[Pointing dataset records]

════════════════════

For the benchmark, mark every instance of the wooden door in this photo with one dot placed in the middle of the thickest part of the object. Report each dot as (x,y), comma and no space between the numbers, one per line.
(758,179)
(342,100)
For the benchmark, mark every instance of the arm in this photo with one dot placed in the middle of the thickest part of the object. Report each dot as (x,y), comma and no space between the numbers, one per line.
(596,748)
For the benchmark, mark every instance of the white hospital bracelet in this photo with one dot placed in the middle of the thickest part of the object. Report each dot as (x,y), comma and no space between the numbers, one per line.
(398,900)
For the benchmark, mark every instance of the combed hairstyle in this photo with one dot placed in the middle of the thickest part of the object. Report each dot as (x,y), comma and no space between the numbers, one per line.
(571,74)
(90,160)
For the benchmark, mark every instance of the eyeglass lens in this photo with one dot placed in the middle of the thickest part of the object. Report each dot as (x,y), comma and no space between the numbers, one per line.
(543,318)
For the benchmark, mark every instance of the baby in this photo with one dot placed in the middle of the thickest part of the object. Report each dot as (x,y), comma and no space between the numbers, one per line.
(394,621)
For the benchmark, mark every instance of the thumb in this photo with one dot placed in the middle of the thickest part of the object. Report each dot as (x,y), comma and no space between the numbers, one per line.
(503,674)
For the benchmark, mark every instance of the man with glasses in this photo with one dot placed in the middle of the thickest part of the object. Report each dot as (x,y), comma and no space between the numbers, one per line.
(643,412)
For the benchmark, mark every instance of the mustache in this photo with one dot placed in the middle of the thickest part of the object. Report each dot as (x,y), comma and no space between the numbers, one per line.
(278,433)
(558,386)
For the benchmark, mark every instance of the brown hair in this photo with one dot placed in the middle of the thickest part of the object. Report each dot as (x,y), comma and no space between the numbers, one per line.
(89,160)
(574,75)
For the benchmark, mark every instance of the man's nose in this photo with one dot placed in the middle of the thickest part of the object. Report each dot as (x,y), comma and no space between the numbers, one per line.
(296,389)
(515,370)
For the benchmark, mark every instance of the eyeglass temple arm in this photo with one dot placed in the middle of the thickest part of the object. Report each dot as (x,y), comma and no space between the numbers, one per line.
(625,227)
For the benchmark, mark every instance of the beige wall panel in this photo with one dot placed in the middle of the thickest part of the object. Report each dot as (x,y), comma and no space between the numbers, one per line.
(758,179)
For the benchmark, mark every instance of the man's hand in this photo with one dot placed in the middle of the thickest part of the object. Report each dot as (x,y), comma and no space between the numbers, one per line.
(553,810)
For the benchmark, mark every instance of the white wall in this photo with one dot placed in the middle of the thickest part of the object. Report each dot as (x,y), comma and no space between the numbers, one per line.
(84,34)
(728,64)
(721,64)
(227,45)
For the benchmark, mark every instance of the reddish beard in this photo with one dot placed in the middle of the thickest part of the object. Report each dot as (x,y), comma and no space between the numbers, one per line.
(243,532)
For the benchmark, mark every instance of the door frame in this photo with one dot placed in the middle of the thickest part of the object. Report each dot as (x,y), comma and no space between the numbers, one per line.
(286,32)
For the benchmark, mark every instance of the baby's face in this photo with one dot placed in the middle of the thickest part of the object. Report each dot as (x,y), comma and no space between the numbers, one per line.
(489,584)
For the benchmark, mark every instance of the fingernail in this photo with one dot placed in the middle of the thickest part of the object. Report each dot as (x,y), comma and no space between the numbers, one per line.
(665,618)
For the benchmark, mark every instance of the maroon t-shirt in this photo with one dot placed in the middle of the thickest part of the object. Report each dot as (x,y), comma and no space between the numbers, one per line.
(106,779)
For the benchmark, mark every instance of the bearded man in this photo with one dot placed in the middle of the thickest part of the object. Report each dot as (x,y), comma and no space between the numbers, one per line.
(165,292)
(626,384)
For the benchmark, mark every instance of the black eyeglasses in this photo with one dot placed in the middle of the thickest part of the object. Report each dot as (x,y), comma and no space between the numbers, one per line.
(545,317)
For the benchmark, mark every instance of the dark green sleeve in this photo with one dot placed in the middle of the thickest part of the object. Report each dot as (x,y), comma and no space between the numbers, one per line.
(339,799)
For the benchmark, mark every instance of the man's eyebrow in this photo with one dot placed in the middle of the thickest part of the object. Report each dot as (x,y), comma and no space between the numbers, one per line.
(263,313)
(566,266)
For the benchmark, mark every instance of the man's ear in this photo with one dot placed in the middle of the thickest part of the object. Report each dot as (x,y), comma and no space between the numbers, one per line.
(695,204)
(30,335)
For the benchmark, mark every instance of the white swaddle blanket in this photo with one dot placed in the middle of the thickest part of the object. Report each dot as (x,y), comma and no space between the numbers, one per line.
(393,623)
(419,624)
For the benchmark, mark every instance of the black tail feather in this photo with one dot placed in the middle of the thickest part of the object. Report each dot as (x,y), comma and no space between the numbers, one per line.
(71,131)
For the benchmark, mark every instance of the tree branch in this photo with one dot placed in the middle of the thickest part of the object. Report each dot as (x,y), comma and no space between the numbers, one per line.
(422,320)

════════════════════

» Set task: Only the lines from the one with "For the benchmark, mark every instance of the man's ear" through the end of the material are wanted; copy them exactly, both ends included.

» Response to this task:
For the benchmark, mark every instance of the man's ear in this photo with one dot placed in the middle of the thickest part of the object. Report each dot as (x,y), comma and no space between the numbers, one per line.
(695,204)
(30,335)
For the benchmark, mark every instance of the white swaddle blanket in this photo with one dot placed in the middle of the thickest part of the object. Report each dot as (x,y), comma and no space between the numbers, one per line.
(393,623)
(419,624)
For the benchmark, mark every instance of the black tail feather in this photo with one dot placed in the middle of the thickest part of the object. Report each dot as (x,y), comma and no space between the numbers, one per line.
(71,131)
For the benchmark, mark every instance of the tree branch in this photo with one dot placed in the middle of the thickest part of the object. Report each dot as (x,y), comma and no space between the numbers, one per line.
(422,320)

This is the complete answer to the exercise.